## EXERCISE AIM
Report each line from the entries in which "white" can be found.

[[ RECORDS TO PROCESS, beginning ]]

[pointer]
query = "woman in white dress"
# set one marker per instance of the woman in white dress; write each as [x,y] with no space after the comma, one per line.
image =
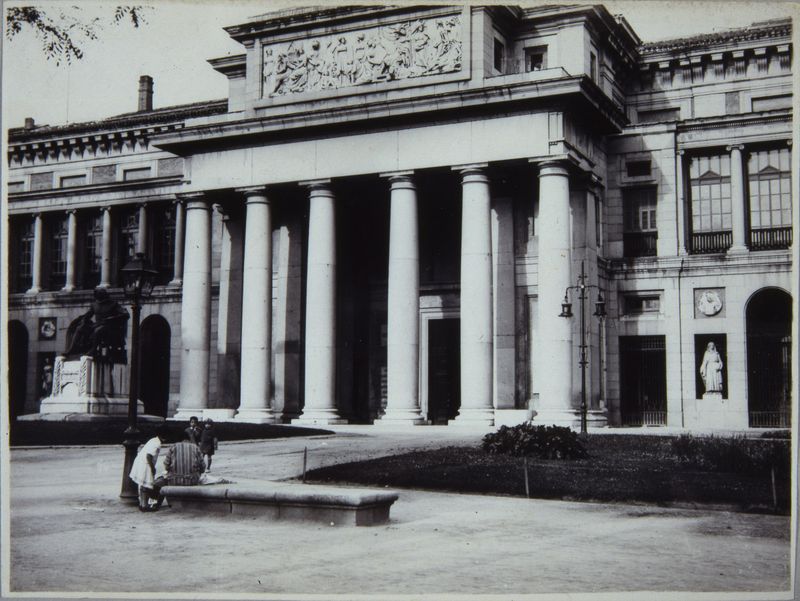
[711,369]
[143,470]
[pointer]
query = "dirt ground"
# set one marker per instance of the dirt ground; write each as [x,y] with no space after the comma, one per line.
[70,533]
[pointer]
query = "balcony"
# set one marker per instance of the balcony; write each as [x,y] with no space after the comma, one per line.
[771,239]
[639,244]
[711,242]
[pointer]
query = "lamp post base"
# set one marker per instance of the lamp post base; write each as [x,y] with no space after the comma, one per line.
[130,490]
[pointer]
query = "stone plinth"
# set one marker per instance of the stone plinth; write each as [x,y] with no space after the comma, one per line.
[84,385]
[714,412]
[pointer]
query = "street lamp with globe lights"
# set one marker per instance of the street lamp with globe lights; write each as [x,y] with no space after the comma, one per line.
[600,312]
[138,277]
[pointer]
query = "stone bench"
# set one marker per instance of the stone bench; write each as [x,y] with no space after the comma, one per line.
[286,501]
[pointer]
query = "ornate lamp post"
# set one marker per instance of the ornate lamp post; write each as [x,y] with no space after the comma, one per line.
[138,277]
[599,311]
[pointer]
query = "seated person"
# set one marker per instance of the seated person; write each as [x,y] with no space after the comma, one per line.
[183,466]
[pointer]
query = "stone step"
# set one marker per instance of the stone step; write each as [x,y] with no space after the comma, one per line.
[338,506]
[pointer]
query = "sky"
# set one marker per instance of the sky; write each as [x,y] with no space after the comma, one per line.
[180,36]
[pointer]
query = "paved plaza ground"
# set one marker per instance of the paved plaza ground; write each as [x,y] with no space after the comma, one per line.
[70,533]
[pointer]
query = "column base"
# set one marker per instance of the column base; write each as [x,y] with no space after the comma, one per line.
[400,417]
[329,417]
[595,418]
[255,416]
[473,417]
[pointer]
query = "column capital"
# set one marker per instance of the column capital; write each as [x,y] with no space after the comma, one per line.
[400,180]
[253,191]
[312,184]
[470,167]
[195,200]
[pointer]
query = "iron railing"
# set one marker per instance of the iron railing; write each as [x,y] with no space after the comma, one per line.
[711,242]
[771,239]
[770,419]
[644,418]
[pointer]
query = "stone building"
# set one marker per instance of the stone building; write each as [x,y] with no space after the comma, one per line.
[388,219]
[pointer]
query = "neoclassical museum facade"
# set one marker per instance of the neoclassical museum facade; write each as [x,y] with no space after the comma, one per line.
[394,214]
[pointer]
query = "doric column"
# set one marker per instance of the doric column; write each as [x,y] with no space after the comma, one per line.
[196,308]
[36,267]
[105,264]
[738,215]
[177,271]
[255,403]
[555,333]
[476,297]
[402,340]
[320,343]
[72,255]
[141,240]
[504,299]
[229,314]
[680,201]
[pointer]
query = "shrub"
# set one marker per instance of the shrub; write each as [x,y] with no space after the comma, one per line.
[545,442]
[734,454]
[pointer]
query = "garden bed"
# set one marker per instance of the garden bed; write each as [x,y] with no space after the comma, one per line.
[619,468]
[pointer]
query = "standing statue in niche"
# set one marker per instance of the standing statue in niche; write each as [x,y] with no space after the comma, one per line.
[711,369]
[101,331]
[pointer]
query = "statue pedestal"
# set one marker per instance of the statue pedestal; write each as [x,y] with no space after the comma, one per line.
[85,385]
[712,412]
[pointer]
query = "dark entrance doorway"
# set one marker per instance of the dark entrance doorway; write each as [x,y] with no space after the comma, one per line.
[769,359]
[444,369]
[154,362]
[17,368]
[643,380]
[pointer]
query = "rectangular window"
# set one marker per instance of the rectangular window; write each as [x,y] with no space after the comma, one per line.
[42,181]
[636,304]
[23,265]
[94,251]
[769,185]
[70,181]
[129,235]
[639,222]
[710,192]
[104,174]
[536,58]
[164,251]
[134,174]
[769,103]
[638,168]
[59,235]
[659,115]
[499,55]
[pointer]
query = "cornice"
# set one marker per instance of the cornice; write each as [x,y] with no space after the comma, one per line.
[768,30]
[439,102]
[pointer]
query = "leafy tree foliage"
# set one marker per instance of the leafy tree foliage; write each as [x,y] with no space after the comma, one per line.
[62,31]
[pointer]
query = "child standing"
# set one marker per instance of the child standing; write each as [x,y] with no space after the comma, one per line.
[194,431]
[208,442]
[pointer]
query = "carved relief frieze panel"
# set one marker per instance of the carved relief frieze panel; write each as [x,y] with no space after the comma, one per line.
[398,51]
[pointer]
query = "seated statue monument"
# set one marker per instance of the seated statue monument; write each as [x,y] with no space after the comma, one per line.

[[ RECORDS TO PROCESS, end ]]

## YOUR SOLUTION
query = "woman in white dress"
# set one marker per instance of the woman in white dress; write each as [x,y] with no space after the comma, one per line.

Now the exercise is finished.